> [Objective]: In the entries below, rename "evaluation set" to "test set" wherever it occurs, and reproduce every other part of the text unchanged.

> [Records to process]:
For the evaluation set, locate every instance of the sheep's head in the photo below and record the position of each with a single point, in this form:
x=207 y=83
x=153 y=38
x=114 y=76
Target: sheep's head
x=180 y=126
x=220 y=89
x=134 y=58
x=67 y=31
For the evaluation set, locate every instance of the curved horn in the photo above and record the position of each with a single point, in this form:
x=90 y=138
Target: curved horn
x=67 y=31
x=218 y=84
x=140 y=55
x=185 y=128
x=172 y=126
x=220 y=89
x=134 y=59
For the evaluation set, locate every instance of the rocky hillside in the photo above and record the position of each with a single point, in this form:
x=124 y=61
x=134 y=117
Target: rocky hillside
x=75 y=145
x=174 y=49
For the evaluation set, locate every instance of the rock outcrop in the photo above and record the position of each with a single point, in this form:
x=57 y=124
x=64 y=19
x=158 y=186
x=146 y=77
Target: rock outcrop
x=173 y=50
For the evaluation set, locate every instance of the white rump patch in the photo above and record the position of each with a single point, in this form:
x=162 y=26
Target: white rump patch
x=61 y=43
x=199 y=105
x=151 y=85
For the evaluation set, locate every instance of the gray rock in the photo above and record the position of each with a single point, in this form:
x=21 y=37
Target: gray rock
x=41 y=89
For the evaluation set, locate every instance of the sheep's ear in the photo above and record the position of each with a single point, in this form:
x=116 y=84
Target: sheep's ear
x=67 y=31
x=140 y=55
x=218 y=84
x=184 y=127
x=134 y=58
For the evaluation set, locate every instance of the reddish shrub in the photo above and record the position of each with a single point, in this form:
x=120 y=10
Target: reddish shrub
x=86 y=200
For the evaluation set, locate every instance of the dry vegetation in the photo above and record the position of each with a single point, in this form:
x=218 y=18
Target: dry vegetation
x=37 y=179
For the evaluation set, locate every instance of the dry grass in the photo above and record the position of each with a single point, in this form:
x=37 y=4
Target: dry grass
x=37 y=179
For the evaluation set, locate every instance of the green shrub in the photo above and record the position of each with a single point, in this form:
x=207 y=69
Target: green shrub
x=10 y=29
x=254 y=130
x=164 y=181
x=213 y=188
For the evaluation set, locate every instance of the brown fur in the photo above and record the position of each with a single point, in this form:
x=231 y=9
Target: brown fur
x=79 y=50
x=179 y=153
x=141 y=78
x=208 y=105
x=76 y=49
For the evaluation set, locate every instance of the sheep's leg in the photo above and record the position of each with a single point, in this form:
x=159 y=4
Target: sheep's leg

> [Solution to the problem]:
For the test set, locate every instance of the sheep's head in the photo below and record the position of each with a single point, in this form:
x=207 y=83
x=153 y=38
x=114 y=76
Target: sheep's head
x=180 y=126
x=220 y=89
x=134 y=58
x=67 y=31
For the test set, locate every instance of the curved horn in the photo above and record the position of each with a single point, in this form:
x=90 y=138
Target: curved horn
x=67 y=31
x=218 y=84
x=140 y=55
x=185 y=128
x=172 y=126
x=220 y=89
x=134 y=59
For the test set, locate every instance of the rocky hillside in the photo above and record the position of each with a single point, in this form:
x=124 y=61
x=134 y=117
Target: rocky hillside
x=75 y=145
x=174 y=49
For the test set, locate every instance of the rock outcrop in the photo above and record the position of each with a single point, in this form:
x=57 y=124
x=64 y=19
x=158 y=186
x=146 y=77
Target: rock outcrop
x=173 y=50
For the test set, locate every instance of the white rump patch in the photo above and record the position of each with a single point, in this form:
x=162 y=26
Target: white rump patch
x=61 y=43
x=199 y=105
x=151 y=85
For the test set, locate every instance of the gray rock in the photo above and record the position of each with a single point, in this form:
x=21 y=37
Target: gray rock
x=41 y=89
For the test set, locate every instance of the sheep's ear in the photo above and record the position of each with a single point, in this form:
x=116 y=84
Target: sheep's ear
x=67 y=31
x=140 y=55
x=218 y=84
x=184 y=127
x=134 y=58
For the test set, locate every instance of the reddish shrub in the photo above and record the position of each with a single point, in this form:
x=120 y=10
Target: reddish shrub
x=86 y=200
For the test set, locate every instance of the dry vegetation in the photo above and record the position of each with a single point, in this form:
x=218 y=18
Target: dry vegetation
x=37 y=179
For the test set, locate every instance of the dry grass in the photo above and record the position of each with a single point, in this form:
x=37 y=4
Target: dry grass
x=37 y=179
For the test set, locate every instance of the green shrub in the photo above and record the position of each with a single point, in this form:
x=207 y=69
Target: green shrub
x=10 y=29
x=254 y=130
x=164 y=181
x=213 y=188
For the test set, locate every instance of the brown fur in the photo above and record the position of each with a single point, in this form:
x=231 y=9
Target: brown fur
x=79 y=50
x=179 y=153
x=141 y=78
x=208 y=105
x=76 y=49
For the test set, locate every instance of the sheep's leg in the photo above and record the position of each with a single point, in this form:
x=159 y=4
Target: sheep's leg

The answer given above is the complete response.